Objective: Quote exactly the lines running from the line with "Where can the rocket" to the end of the entries, including both, and nothing else.

Material provided:
* start *

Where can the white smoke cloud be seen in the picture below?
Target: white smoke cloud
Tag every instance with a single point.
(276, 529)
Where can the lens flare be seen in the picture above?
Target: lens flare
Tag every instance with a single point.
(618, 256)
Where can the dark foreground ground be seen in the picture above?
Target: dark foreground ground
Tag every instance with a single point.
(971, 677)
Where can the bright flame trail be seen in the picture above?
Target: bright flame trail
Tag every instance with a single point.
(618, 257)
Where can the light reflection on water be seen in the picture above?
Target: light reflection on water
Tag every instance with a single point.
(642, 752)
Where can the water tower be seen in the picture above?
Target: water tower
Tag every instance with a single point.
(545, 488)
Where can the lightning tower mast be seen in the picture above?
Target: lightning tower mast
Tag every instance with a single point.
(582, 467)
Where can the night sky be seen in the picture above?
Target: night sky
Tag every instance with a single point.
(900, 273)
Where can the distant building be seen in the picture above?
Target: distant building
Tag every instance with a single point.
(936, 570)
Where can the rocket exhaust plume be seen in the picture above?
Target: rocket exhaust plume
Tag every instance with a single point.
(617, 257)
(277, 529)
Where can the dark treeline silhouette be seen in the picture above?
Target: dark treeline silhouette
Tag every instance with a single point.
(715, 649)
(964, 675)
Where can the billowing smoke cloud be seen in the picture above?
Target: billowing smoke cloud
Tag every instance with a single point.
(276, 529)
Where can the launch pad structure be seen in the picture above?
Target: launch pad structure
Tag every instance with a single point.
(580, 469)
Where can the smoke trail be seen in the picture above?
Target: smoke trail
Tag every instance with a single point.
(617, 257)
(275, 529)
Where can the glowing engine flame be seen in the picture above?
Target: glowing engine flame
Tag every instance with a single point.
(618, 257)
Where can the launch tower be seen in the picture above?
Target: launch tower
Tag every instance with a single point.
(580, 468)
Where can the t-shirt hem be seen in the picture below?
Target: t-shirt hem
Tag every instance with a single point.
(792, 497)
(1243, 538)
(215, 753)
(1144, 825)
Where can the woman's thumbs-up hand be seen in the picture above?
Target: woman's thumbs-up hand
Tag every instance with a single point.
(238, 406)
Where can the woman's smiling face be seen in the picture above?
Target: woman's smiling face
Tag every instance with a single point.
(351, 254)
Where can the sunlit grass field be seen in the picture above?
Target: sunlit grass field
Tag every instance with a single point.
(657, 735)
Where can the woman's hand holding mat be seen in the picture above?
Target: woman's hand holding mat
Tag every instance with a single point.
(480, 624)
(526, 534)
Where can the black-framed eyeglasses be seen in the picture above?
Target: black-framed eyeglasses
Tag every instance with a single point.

* end *

Exercise answer:
Where can the rocket exhaust plume be seen in the picture above?
Target: rocket exhaust plume
Tag every instance with a single point.
(617, 257)
(277, 529)
Where can the dark treeline silhouette be seen in the picture above?
Target: dark treeline silhouette
Tag every instance with a single point.
(715, 649)
(964, 675)
Where can the billowing smoke cloud be seen in the picture above?
Target: billowing smoke cloud
Tag every instance with a single point.
(276, 529)
Where can the launch pad structure be seen in the picture above?
Target: launch pad structure
Tag every instance with a single point.
(580, 469)
Where can the smoke trail be seen in the picture above?
Target: smoke trail
Tag every instance with a single point.
(617, 257)
(275, 529)
Where can the glowing engine flame be seen in the picture above?
Target: glowing engine flame
Tag every instance with a single point.
(618, 257)
Where can the launch tower be seen in the picture above?
Target: launch tower
Tag every instance with a single point.
(580, 468)
Where can the t-shirt hem be seen in the picture below?
Target: t-shirt hem
Tag every instance with a single point.
(792, 497)
(1243, 538)
(215, 753)
(1144, 825)
Where can the woman's thumbs-up hand be seen in the picture above?
Target: woman's thumbs-up hand
Tag every instance with a single point.
(238, 406)
Where can the woman's smiling face be seen in the picture above?
Target: woman's smiling face
Tag every instance with a single point.
(351, 254)
Where can the sunlit grass field be seen in the picture above?
Target: sunlit grass field
Tag every instance with a single point.
(657, 735)
Where can the woman's hand holding mat be seen in the picture above?
Target: woman's hand holding mat
Tag every instance with a single point.
(480, 624)
(526, 534)
Where can the black-framed eyeglasses be seen in the picture above?
Target: black-framed eyeglasses
Tag every instance with a single point.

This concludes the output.